[Source extract Boundary: Start]

Quest stood by its 2015 forecast of 2 to 3 percent revenue growth for the year. It did not provide any revenue forecasts for its recently announced joint venture with Quintiles, but did say that it would likely be neutral to revenues. Clinical trials testing currently represents only about 2 percent of Quest’s annual revenues.
Meanwhile, North Carolina-based LabCorp, long the second-largest of the national laboratories based on revenue, began booking revenue from its acquisition of Covance on Feb. 19, or just a few days into the second half of the first quarter. As a result, it quickly closed a revenue gap with Quest that was close to $2 billion annually.
For the first quarter, LabCorp reported net income of $700,000 on revenue of $1.8 billion. That compares to first quarter 2014 net income of $113.1 million on revenue of $1.43 billion. Like Quest, LabCorp’s minuscule net income for the quarter was tied to a hefty write-off—$138.7 million. Much of that was tied to closing the Covance deal ($113.4 million), with another $19.3 million tied to restructuring costs. Another $6 million in write-offs was tied to LabCorp’s Project Launchpad initiative, a cost-saving revamp of operations that is expected to save the company $150 million over the next three years. It projects $50 million in savings for calendar 2015.

[Source extract Boundary: End]

Things to do |
A – According to the passage on laboratory company earnings, how much is LabCorp's Project Launchpad initiative expected to save over the next three years?
B – Extend the passage on laboratory company earnings with new text that follows on from its last sentence.

[Dataset extract Boundary: Start]

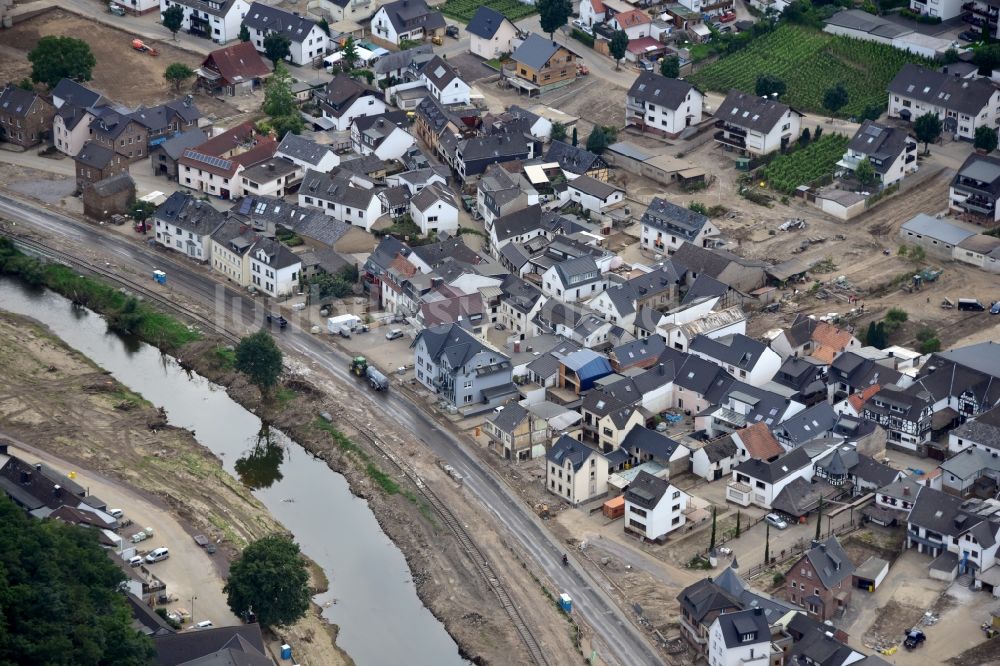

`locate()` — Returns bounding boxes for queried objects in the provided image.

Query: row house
[948,153,1000,226]
[153,192,225,262]
[160,0,250,44]
[625,72,705,138]
[243,2,329,66]
[299,169,382,231]
[889,63,1000,141]
[639,197,719,254]
[0,83,55,148]
[715,90,802,157]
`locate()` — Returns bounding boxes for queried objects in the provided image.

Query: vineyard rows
[762,134,850,194]
[437,0,537,23]
[688,25,930,117]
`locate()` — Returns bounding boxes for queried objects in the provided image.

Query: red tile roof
[201,42,271,83]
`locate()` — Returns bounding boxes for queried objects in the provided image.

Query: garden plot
[689,25,934,117]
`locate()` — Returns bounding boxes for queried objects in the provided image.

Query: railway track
[0,229,239,343]
[0,229,548,666]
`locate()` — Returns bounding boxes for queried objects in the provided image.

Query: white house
[274,132,340,181]
[639,197,719,254]
[708,608,771,666]
[160,0,250,44]
[52,104,94,157]
[420,56,472,106]
[545,435,608,505]
[726,447,813,509]
[371,0,445,44]
[715,90,802,155]
[542,254,607,303]
[351,111,416,161]
[465,6,520,60]
[153,192,226,262]
[250,238,302,298]
[625,470,689,541]
[688,333,781,387]
[608,9,653,40]
[889,63,1000,141]
[625,72,705,137]
[410,183,458,235]
[299,169,382,231]
[580,0,608,26]
[243,2,329,66]
[316,73,386,132]
[566,176,625,213]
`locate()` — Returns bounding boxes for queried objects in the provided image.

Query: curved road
[0,195,662,665]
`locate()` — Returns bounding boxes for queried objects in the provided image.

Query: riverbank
[0,239,540,663]
[0,313,352,665]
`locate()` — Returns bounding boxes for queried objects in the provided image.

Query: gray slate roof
[465,5,514,39]
[805,536,854,590]
[243,2,316,44]
[715,90,801,134]
[511,33,561,70]
[548,434,596,472]
[642,197,708,241]
[889,63,996,116]
[628,72,694,110]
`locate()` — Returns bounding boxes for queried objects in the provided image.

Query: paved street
[0,188,659,664]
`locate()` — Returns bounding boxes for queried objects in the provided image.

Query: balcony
[715,120,747,137]
[715,130,747,150]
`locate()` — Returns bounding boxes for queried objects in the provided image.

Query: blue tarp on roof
[559,349,614,391]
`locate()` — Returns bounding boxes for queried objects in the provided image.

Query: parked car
[903,629,927,650]
[764,513,788,530]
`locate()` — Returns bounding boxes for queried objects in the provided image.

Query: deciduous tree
[163,62,194,92]
[913,111,942,155]
[28,35,97,88]
[163,4,184,42]
[236,329,281,394]
[264,32,292,67]
[608,30,628,71]
[223,535,309,627]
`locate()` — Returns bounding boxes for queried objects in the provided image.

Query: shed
[601,495,625,520]
[854,557,889,592]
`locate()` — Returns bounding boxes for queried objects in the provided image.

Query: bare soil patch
[0,9,201,106]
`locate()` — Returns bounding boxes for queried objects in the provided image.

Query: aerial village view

[Dataset extract Boundary: End]

Task-by-task results |
A – $150 million

B –
About $269 million of the quarter’s revenue was attributable to Covance’s operations, or about 15 percent. That is expected to rise in future quarters as the company’s revenue is fully integrated into LabCorp’s top line. With the Covance numbers mixed in, net revenue for the company grew 24.8 percent. But even with it removed, LabCorp reported growth of about 4.9 percent. However, Covance’s overall revenue of $625 million was down from $637 million for the first quarter of 2014.
LabCorp’s acquisition volume grew by 6 percent, of which 5.2 percent was organic growth, although revenue per requisition was down 0.6 percent.
Despite the fact that LabCorp’s revenue for the quarter was still a shade behind Quest Diagnostic’s, CEO King referred to the enterprise as the “world’s leading healthcare diagnostics company.” He noted in a conference call with analysts that “when we announced the acquisition of Covance, we said that the timing was excellent because the lab business was showing strength after a couple of very challenging years from a regulatory and reimbursement perspective ... our operating performance in the first quarter in my judgment demonstrates the wisdom of our decision.”
King noted that the synergies between LabCorp and Covance are helping it land a major testing contract to help an unnamed biotech firm develop an antibiotic to fight MRSA, an infection that has been plaguing hospital patients in recent years.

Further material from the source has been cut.